== INPUT FOR THIS TASK

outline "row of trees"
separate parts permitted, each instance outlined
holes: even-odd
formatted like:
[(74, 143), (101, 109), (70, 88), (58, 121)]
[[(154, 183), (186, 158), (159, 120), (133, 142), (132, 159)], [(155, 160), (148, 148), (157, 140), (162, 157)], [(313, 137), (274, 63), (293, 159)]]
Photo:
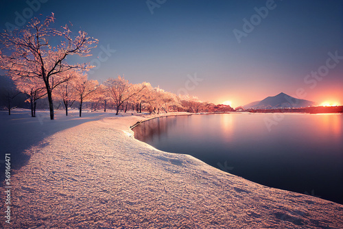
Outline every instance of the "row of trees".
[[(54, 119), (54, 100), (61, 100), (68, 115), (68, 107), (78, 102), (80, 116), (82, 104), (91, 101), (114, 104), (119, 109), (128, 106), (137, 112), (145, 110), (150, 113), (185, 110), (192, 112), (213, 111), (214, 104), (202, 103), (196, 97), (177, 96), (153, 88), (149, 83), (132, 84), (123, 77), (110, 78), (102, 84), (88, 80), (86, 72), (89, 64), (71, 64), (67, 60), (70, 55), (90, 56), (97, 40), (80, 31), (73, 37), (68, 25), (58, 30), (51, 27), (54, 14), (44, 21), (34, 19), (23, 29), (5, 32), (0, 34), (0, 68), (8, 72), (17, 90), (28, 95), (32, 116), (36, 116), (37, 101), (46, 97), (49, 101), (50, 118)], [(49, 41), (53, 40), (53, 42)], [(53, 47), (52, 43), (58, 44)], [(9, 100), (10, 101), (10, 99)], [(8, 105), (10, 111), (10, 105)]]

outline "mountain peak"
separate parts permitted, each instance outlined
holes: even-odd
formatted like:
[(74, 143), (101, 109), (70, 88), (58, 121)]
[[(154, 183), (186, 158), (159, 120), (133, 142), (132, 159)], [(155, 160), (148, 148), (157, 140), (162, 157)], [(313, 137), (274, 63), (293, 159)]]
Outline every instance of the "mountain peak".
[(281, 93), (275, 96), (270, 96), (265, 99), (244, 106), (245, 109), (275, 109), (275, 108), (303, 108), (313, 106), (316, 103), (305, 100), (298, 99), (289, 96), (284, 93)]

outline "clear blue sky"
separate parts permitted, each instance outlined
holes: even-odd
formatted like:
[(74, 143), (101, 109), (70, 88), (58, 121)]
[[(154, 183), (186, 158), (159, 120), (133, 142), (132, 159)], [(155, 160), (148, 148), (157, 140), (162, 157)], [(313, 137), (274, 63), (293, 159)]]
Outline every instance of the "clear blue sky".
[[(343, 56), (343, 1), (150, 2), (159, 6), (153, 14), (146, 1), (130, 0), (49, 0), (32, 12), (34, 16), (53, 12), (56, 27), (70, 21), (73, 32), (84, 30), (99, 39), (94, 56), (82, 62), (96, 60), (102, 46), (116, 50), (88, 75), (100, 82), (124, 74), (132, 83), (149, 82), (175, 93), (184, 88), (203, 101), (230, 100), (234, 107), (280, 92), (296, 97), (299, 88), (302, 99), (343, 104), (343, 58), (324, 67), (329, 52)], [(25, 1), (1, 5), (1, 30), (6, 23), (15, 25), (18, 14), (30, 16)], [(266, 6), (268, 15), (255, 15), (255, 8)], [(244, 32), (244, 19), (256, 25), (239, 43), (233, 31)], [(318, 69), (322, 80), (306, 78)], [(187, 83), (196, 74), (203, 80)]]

====
== INPUT FOR THIS TASK

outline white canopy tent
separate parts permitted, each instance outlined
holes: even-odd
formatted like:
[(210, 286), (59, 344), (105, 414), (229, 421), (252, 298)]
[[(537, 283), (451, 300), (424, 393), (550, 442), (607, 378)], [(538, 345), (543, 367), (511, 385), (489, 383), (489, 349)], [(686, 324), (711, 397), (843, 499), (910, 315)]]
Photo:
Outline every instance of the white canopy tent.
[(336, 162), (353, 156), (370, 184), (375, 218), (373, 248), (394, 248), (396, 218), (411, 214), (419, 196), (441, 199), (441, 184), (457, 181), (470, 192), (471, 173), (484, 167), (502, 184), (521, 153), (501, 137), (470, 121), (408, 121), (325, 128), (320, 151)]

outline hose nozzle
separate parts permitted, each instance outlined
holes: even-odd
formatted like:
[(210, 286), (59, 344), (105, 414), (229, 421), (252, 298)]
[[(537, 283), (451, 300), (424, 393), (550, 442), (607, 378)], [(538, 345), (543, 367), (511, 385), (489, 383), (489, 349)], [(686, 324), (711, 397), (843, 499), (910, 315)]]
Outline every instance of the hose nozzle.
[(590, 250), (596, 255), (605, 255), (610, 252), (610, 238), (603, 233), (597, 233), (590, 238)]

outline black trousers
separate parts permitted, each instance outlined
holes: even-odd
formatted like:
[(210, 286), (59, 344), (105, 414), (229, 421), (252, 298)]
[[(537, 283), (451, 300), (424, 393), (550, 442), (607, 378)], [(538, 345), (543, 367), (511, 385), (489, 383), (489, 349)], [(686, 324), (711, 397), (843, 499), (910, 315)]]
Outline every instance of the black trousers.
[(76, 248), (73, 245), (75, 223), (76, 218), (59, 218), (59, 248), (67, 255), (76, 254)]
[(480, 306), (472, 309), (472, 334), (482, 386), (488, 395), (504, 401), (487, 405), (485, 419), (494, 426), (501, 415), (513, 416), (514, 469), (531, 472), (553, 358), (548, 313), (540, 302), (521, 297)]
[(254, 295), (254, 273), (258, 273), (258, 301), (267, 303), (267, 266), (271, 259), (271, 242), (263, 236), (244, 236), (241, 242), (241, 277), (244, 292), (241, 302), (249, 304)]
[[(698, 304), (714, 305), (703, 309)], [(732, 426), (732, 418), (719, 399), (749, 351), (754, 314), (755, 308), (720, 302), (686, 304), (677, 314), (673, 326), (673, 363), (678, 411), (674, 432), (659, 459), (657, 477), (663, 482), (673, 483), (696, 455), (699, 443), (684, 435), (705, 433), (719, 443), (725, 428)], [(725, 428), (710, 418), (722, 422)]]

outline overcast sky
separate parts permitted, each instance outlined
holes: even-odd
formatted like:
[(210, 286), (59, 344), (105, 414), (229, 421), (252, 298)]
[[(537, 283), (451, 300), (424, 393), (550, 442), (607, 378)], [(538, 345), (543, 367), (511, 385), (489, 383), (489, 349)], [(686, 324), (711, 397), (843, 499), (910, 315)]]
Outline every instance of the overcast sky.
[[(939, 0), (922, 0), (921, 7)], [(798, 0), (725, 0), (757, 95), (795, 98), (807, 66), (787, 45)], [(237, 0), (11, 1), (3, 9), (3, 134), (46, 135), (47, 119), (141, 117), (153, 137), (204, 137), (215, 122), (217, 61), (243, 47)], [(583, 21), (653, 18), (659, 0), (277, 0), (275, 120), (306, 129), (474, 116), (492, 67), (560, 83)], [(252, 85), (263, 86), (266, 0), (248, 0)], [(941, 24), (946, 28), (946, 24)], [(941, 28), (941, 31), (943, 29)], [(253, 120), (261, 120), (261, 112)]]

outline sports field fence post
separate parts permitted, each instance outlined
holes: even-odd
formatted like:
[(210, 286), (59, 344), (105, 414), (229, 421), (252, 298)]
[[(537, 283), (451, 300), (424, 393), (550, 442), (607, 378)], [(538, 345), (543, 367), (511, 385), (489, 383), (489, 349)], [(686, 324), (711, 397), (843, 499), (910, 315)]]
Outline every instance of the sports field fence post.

====
== INPUT FOR THIS TASK

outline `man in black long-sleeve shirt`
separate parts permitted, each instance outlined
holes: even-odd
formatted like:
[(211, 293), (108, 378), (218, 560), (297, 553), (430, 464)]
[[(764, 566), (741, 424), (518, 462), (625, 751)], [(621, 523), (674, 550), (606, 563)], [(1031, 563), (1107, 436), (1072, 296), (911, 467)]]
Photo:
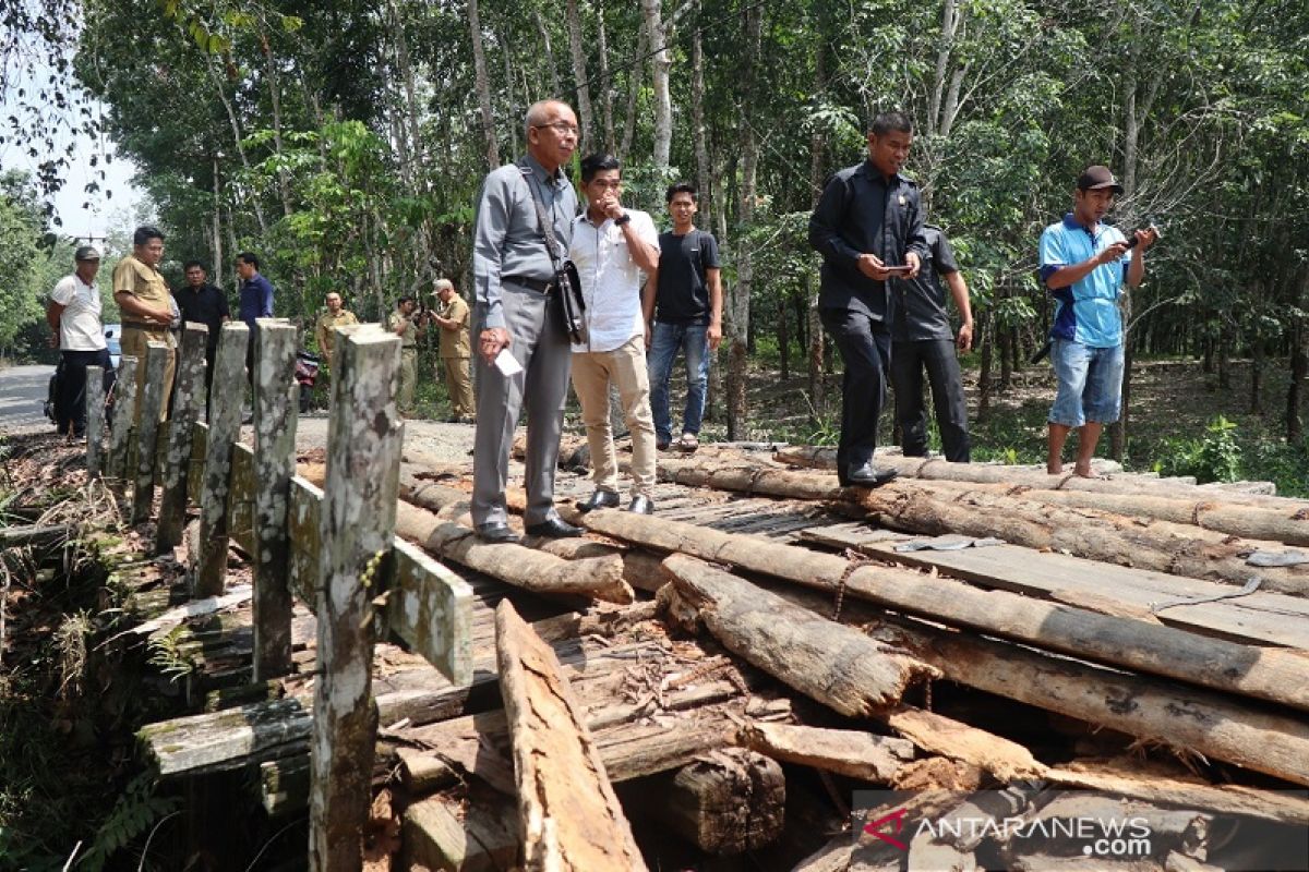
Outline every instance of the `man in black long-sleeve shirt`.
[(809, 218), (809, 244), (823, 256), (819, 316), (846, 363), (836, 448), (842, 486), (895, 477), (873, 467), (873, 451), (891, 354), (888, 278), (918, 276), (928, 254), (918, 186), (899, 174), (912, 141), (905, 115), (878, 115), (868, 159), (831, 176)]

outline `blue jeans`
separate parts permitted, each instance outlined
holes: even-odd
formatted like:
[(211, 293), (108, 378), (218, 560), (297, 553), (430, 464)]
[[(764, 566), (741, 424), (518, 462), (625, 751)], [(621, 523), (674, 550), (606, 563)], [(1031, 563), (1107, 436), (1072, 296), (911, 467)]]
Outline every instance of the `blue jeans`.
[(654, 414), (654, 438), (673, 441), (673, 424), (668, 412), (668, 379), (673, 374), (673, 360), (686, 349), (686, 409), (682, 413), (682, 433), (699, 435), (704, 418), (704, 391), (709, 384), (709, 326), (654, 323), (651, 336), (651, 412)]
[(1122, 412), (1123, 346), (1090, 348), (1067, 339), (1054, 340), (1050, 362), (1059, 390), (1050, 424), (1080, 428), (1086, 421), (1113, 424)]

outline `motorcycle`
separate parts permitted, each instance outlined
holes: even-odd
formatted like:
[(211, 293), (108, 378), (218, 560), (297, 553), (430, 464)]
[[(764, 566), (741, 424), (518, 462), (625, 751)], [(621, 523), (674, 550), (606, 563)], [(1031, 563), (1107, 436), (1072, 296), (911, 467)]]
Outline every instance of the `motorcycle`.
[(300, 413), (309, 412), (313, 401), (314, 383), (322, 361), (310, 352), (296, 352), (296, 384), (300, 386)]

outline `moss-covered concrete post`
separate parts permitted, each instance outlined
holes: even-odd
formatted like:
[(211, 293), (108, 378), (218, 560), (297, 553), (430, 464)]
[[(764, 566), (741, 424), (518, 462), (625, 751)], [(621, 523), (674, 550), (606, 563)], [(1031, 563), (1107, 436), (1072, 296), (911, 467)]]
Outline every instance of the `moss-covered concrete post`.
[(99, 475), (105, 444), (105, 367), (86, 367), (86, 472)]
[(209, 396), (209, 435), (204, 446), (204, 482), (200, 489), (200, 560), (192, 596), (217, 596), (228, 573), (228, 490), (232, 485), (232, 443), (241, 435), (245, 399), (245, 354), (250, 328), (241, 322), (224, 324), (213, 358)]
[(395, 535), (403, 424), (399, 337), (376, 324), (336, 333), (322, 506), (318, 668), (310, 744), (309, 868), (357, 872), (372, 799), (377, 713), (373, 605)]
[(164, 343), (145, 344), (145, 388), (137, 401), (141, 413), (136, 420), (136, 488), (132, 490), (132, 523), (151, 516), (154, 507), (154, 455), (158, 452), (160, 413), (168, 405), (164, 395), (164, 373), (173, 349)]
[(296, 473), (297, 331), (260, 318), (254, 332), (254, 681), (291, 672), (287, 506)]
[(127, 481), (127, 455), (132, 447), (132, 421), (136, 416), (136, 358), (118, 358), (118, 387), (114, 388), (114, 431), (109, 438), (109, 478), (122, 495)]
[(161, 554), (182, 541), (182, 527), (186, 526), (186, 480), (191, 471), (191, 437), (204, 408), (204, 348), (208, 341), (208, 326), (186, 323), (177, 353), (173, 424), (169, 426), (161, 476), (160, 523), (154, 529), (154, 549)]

====

» TASK INSTRUCTIONS: Starting at the line containing "outline overcast sky" and ending at the line containing "120), (261, 112)]]", express those lines as a JSON list of strings with one string per line and blank lines omitted.

» WRITTEN SOLUTION:
[
  "outline overcast sky",
  "separate parts permitted, each instance outlined",
  "holes: even-odd",
  "formatted like:",
  "[(210, 286), (59, 344), (105, 414), (229, 421), (252, 298)]",
  "[[(537, 283), (451, 300), (424, 393), (550, 442), (607, 378)], [(538, 345), (543, 367), (511, 385), (489, 383), (489, 349)], [(686, 324), (711, 397), (843, 499), (910, 315)]]",
  "Outline every instance of the overcast sky.",
  "[[(939, 0), (922, 0), (921, 7)], [(798, 0), (725, 0), (757, 95), (795, 98), (807, 66), (787, 45)], [(237, 0), (11, 1), (3, 9), (3, 134), (46, 135), (47, 119), (141, 117), (153, 137), (204, 137), (215, 122), (217, 61), (243, 47)], [(583, 21), (653, 18), (659, 0), (277, 0), (275, 120), (306, 129), (474, 116), (492, 67), (560, 83)], [(252, 85), (263, 86), (266, 0), (248, 0)], [(941, 24), (946, 28), (946, 24)], [(941, 28), (941, 31), (943, 29)], [(253, 120), (261, 120), (261, 112)]]"
]